| GOAL |
Are you able to retype all the records below exactly?

| SUPPLIED DATA |
____________________
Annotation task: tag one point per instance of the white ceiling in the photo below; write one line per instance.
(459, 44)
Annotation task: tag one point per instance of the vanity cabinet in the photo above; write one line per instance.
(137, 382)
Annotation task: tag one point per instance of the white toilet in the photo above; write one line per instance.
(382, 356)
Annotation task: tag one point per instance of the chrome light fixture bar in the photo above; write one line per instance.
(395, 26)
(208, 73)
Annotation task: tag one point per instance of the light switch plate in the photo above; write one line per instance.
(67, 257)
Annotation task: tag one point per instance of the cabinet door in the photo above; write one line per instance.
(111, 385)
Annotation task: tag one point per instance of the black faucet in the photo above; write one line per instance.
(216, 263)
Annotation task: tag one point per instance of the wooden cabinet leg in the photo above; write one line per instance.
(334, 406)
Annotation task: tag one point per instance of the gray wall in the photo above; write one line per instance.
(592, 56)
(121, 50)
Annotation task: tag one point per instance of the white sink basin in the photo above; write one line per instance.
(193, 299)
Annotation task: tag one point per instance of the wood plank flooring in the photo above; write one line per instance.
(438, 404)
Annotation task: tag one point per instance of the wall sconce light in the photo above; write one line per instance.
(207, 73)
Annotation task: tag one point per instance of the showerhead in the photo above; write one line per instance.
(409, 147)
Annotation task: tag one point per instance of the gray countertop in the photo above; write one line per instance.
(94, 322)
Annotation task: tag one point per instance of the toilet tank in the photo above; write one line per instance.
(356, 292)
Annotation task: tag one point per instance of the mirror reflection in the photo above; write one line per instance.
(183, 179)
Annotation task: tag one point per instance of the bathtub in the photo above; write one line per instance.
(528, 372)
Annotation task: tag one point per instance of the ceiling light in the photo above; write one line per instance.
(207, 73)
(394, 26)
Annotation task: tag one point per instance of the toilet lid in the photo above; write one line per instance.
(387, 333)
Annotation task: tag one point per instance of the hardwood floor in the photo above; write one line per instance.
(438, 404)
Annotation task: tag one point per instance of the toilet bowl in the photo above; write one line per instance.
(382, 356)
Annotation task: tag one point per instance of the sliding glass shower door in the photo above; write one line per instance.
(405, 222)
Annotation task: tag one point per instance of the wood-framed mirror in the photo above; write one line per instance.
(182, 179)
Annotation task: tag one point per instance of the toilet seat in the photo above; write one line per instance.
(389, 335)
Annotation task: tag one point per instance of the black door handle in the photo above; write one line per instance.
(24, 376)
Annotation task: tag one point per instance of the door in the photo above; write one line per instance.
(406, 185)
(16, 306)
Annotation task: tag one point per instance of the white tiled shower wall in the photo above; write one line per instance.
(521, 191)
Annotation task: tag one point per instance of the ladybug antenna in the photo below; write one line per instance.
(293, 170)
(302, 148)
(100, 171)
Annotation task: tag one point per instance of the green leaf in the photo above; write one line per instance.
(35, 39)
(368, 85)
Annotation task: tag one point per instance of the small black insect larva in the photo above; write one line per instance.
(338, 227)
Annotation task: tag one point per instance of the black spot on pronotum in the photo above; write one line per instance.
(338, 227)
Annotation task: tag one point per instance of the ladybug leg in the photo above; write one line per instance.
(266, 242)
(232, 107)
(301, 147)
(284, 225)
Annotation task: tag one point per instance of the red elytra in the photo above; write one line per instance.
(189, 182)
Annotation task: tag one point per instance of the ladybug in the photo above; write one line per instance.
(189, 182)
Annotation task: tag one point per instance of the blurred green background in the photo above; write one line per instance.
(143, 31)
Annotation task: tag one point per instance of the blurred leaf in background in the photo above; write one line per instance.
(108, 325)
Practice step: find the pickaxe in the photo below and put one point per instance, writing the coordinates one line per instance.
____________________
| FULL OUTPUT |
Annotation task: tag one point per instance of the white ceiling in the photo below; write one line per instance.
(459, 44)
Annotation task: tag one point per instance of the vanity cabinet in the photo above; write one line per instance.
(137, 382)
Annotation task: tag one point per instance of the white toilet in the photo above; write one line per instance.
(382, 356)
Annotation task: tag one point per instance of the chrome light fixture bar in the photo above; write one line per instance.
(395, 26)
(208, 73)
Annotation task: tag one point per instance of the light switch plate in the photo above; write one line per instance.
(67, 257)
Annotation task: tag one point per instance of the cabinet door in the photo above; write one line per instance.
(111, 385)
Annotation task: tag one point per instance of the black faucet in the photo above; write one line per instance.
(216, 263)
Annotation task: tag one point per instance of the wooden cabinet leg in the photo above; write one line per instance.
(334, 406)
Annotation task: tag one point per instance of the gray wall in the photo above; write one line per instance.
(592, 56)
(121, 50)
Annotation task: tag one point per instance of the white sink basin in the photo above; write one line per instance.
(193, 299)
Annotation task: tag one point per instance of the wood plank flooring in the photo above; write one line per instance.
(438, 404)
Annotation task: tag one point per instance of the wall sconce light in the photo above; write one line per instance.
(207, 73)
Annotation task: tag one point per instance of the showerhead in the photo above; write one line per instance.
(409, 147)
Annotation task: tag one point per instance of the gray countertop in the photo above; write one line per instance.
(94, 322)
Annotation task: tag one point per instance of the toilet tank in the photo above; write one line per instance.
(356, 292)
Annotation task: tag one point per instance of the mirror reflection in the photo above; write one line per instance.
(183, 179)
Annotation task: tag one point per instance of the bathtub in the photo above; write one line per instance.
(528, 372)
Annotation task: tag one point per instance of the ceiling light in the photo above; write one line per instance.
(207, 73)
(394, 26)
Annotation task: tag one point per instance of the toilet lid in the photo above; write one line per instance.
(387, 333)
Annotation task: tag one point per instance of the hardwood floor in the photo above; write one line per instance.
(438, 404)
Annotation task: tag one point per instance of the toilet bowl in the photo above; write one line per instance.
(382, 356)
Annotation task: tag one point per instance of the sliding glass shower door in the photo above; write one line per instance.
(405, 222)
Annotation task: tag one point per instance of the wood-framed mirror in the photo above; write one line per instance.
(182, 179)
Annotation task: tag one point per instance of the toilet seat in the photo above; write one line per instance.
(389, 335)
Annotation task: tag one point per instance of the black door handle in the photo above; write one line per instance.
(24, 376)
Annotation task: tag one point per instance of the door in the photo above; write one line per instance.
(406, 185)
(16, 306)
Annotation task: tag one point per instance of the white tiled shower wall in the photo above; write one line per instance.
(521, 191)
Annotation task: tag one point per instance of the ladybug antenna in the photo below; write one line per instance.
(293, 170)
(302, 148)
(100, 171)
Annotation task: tag one point per instance of the green leaf in the photo above; write one line per instance.
(35, 39)
(368, 85)
Annotation task: tag one point per instance of the small black insect larva in the photo above; write one line per instance.
(338, 227)
Annotation task: tag one point per instance of the black spot on pronotum in the photo above; write one line per instance.
(338, 227)
Annotation task: tag one point per instance of the ladybug leg in the photo above; write one line per instance.
(266, 242)
(232, 107)
(301, 147)
(284, 225)
Annotation task: tag one point per instance of the red elytra in the photo above; write one line per instance.
(189, 182)
Annotation task: tag one point per instance of the ladybug in the photo above; write one line per instance.
(189, 182)
Annotation task: tag one point per instance of the blurred green background in the photo above; write one line per instance.
(143, 31)
Annotation task: tag one point per instance of the blurred leaf in background in the photo above; write one line per instance.
(108, 325)
Practice step: find the pickaxe in the photo below and put one point per instance, writing the coordinates one line per instance.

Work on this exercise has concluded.